▶ _Extract_:
■ ■ ■ ■ ■ ■ ■

Baker’s Inn is equally lovely for its lack of patrons at this hour. The portions are surprisingly one-man-friendly for the Valentine’s day ambience. There are no (0) fake flowers in sight. I order a Rich Truffle pastry to go with the coffee. It turns out to be sweet enough for a table of four. (I don’t mind.) The coffee drips from a swanky CCD-branded machine and sets expectations right. Not a lot happens over it. The paper cup has pink butterflies and random basic shapes on it. This I hate.[1]

I take a different road back to the bus station and am glad I did. As I get off the auto onto the loud and in-flux bus station premises, Mr. D calls up to say Dekho is in a design history book now. He wants to know if I am happy. Maybe the news hasn’t sunk in enough to make me sound cheerful. I manage to ask after the studio people before the buses and people going places are too unbearable to be talking on the phone. I text him with a promise to eat more cake if that helps bring more good news. He says I should, everyday. Design history books are expensive business. Having something you helped make printed in one of them is supposed to be a big deal first, and a soft-but-heavy cross to bear, next. I skip the big deal bit and find a Guntur bus. I look at the cropped-and-saved Guntur Talkies poster to double check if the bus is really Guntur-bound. The conductor confirms this and seems to be less on edge than the last one. I think this one is married to the driver. There is something very domestic in the way she hands him the one-liter ex-Sprite bottle. A frail young man is sleeping on the 3-seater bench ahead of where I sprawl. He is asked to leave at the first stop. He doesn’t look surprised at the request and is relieved the demand came early. He plays a fixed, recurring part in the domestic scene, judging from the way all three parties take the whole deal in with an unstated-kind-of-compliance. The bus is a home on wheels at night. All scenes turn domestic past the hour a city sleeps. This is why it is wise to stay on the streets after the shuttered shops have shut and the last of the hundred-rupees-no-bargains-pajama-vendors have gone home. The bus is empty and jumpy on the speedbumps. The conductor breaks into a song and the bus is now a cradle. She doesn’t have a malli tucked into her perfect hair.

■ ■ ■ ■ ■ ■ ■

▶ _Exercise tasks_:
[A] In the passage, what does the narrator order at Baker's Inn to go with the coffee?
[B] Condense the passage's paragraph beginning "Baker's Inn is equally lovely" into a short bulleted list of its main facts.
Use only the passage to answer.

■ ■ ■ ■ ■ ■ ■

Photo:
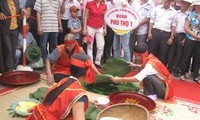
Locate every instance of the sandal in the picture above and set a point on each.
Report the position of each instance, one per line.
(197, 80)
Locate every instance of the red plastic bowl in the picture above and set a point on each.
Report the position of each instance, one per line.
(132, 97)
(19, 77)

■ ■ ■ ■ ■ ■ ■

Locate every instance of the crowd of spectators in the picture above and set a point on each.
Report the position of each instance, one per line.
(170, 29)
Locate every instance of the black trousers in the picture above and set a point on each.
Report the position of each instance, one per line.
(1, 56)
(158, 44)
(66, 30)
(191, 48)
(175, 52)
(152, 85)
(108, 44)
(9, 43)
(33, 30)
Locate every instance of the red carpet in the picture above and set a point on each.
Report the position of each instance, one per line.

■ ■ ■ ■ ■ ■ ■

▶ _Task-by-task answers_:
[A] A Rich Truffle pastry.

[B]
- Baker's Inn has few patrons at this hour.
- Despite the Valentine's Day ambience, the portions suit one person, and there are no fake flowers.
- The narrator orders a Rich Truffle pastry with coffee, and it is sweet enough for a table of four.
- The coffee comes from a CCD-branded machine and is unremarkable.
- The narrator hates the paper cup, which has pink butterflies and random basic shapes on it.